-- Task requirements --
Take the entries that follow and return only the lines from the one with "Point on each instance of the green copper" through the final line, leaving every picture behind.

-- Supplied entries --
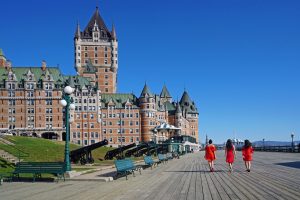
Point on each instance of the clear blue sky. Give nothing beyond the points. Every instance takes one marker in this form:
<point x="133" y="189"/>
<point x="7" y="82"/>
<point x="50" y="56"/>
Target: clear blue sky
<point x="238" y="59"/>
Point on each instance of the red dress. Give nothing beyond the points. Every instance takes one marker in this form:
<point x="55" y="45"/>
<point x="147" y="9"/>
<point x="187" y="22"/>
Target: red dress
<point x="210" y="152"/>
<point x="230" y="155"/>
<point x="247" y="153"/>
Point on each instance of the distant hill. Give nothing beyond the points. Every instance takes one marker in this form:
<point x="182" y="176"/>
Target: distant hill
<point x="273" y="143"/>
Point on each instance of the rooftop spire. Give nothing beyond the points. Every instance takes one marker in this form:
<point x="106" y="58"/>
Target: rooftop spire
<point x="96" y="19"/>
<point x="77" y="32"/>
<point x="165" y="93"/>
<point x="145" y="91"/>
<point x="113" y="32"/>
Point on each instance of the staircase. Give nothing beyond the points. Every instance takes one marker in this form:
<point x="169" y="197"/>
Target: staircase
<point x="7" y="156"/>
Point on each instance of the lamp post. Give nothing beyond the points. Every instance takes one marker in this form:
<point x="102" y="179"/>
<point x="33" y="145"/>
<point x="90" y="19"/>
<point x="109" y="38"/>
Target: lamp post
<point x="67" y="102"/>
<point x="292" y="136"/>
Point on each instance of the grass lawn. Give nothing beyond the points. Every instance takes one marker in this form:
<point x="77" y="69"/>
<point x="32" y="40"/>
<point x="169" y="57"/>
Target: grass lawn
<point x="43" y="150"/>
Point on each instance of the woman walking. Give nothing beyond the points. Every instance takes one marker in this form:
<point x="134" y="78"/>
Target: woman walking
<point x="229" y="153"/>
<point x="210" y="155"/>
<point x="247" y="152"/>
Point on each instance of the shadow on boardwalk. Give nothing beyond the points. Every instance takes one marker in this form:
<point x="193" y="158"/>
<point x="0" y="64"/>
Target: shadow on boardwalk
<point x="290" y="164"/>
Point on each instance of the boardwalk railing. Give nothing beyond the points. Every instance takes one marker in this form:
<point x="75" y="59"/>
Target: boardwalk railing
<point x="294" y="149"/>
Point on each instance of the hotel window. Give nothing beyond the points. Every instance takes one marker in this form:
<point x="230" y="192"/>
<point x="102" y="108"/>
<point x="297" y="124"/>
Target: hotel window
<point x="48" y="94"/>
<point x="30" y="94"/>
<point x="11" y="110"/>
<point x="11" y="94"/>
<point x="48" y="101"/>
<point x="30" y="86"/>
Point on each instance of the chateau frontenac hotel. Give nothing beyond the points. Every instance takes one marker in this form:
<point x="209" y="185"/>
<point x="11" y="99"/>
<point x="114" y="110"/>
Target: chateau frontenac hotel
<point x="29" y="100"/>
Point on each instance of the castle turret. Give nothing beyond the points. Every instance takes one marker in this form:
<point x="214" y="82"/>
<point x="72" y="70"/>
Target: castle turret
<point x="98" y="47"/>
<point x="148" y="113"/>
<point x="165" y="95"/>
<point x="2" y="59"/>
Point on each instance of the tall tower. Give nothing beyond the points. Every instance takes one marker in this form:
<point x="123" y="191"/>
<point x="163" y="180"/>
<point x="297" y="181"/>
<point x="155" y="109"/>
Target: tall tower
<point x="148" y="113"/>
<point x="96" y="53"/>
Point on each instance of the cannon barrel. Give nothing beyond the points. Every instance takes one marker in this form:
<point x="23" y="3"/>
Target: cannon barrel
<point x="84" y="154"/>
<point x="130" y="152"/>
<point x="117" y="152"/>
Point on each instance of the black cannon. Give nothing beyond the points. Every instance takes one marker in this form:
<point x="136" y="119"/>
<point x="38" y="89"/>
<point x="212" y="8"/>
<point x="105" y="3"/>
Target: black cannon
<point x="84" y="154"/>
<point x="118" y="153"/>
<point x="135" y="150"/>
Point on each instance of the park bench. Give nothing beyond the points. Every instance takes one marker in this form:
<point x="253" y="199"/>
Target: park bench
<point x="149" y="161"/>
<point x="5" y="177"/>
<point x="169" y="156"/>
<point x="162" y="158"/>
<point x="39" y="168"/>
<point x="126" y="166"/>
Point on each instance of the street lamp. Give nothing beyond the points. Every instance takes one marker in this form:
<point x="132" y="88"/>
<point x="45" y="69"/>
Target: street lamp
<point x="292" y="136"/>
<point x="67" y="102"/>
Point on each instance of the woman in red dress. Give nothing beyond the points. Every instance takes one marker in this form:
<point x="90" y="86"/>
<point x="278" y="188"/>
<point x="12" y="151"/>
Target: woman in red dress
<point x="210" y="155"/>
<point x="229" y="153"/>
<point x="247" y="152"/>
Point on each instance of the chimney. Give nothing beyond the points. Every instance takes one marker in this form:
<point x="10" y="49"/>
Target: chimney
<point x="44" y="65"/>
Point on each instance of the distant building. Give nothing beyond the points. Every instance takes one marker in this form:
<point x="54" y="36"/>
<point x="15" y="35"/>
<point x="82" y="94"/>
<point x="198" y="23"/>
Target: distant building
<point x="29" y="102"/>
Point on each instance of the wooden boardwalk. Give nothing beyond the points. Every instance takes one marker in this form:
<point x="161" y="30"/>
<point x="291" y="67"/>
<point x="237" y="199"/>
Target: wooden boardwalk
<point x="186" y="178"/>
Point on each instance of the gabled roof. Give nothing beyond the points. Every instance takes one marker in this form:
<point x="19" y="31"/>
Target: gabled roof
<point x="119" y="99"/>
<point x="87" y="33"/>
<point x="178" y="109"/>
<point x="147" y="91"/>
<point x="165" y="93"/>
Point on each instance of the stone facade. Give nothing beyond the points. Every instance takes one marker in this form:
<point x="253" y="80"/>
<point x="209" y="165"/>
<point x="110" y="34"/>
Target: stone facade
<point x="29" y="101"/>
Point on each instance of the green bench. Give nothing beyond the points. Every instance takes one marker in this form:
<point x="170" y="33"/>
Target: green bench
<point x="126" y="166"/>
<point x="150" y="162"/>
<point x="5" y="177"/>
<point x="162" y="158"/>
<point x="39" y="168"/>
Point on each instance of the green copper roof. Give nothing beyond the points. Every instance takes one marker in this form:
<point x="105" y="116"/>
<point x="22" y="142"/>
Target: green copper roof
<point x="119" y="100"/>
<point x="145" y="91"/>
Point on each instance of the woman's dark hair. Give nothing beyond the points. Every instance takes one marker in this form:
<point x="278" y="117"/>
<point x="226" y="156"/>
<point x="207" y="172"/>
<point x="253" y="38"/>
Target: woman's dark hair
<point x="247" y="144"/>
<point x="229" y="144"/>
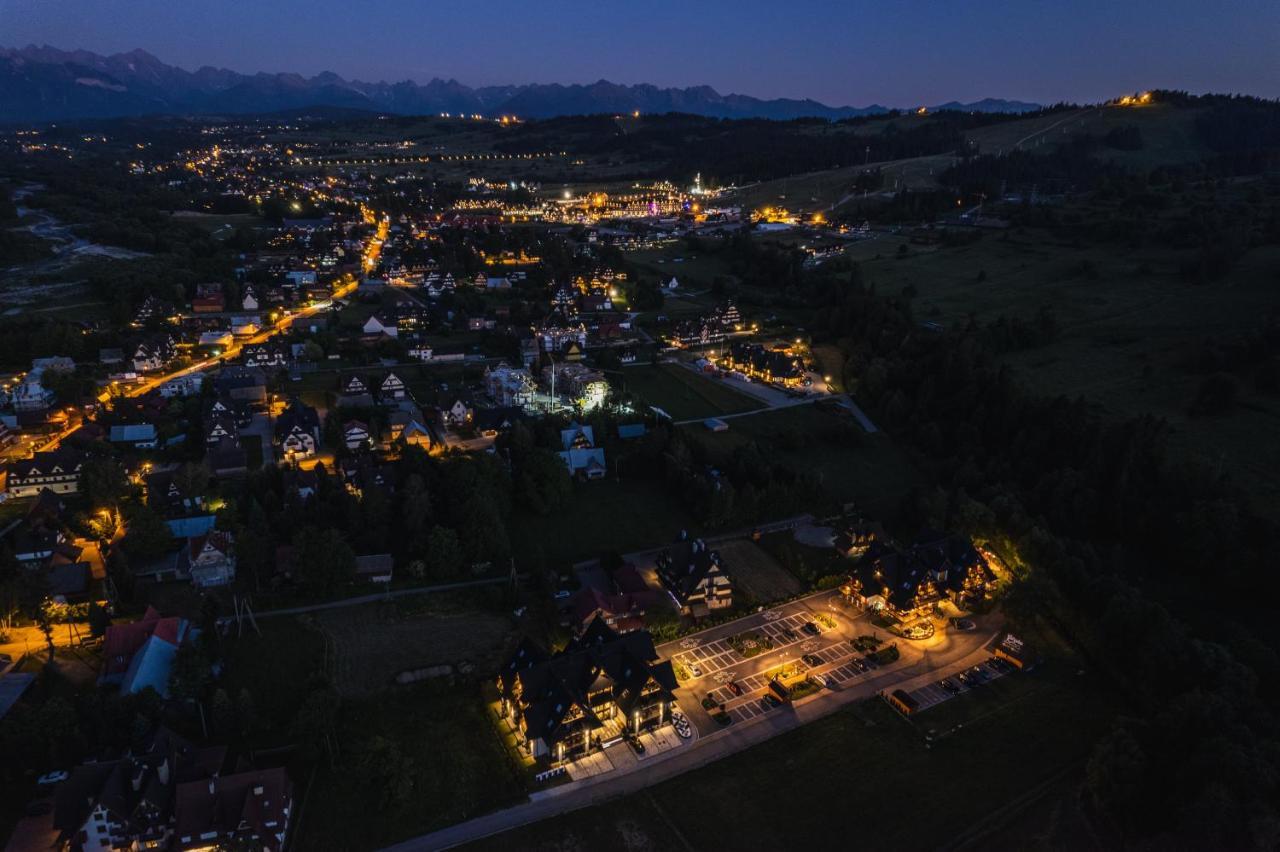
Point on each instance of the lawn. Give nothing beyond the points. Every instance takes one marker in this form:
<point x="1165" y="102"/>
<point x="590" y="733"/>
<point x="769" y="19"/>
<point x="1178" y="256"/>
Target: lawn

-- Complete answer --
Point on each instance of the green copper roof. Give nothing beyond the points. Every instance takes one marker in this form:
<point x="105" y="116"/>
<point x="22" y="142"/>
Target: green copper roof
<point x="119" y="100"/>
<point x="145" y="91"/>
Point on each instance of the woman's dark hair. Give nothing beyond the points. Every instance takes one marker in this form:
<point x="278" y="117"/>
<point x="226" y="156"/>
<point x="207" y="172"/>
<point x="253" y="38"/>
Target: woman's dark hair
<point x="247" y="144"/>
<point x="229" y="144"/>
Point on each instance of the lawn. Give nothing beyond the points. Every instance takes one marker in this form:
<point x="1165" y="102"/>
<point x="590" y="733"/>
<point x="769" y="19"/>
<point x="1178" y="256"/>
Target: lawn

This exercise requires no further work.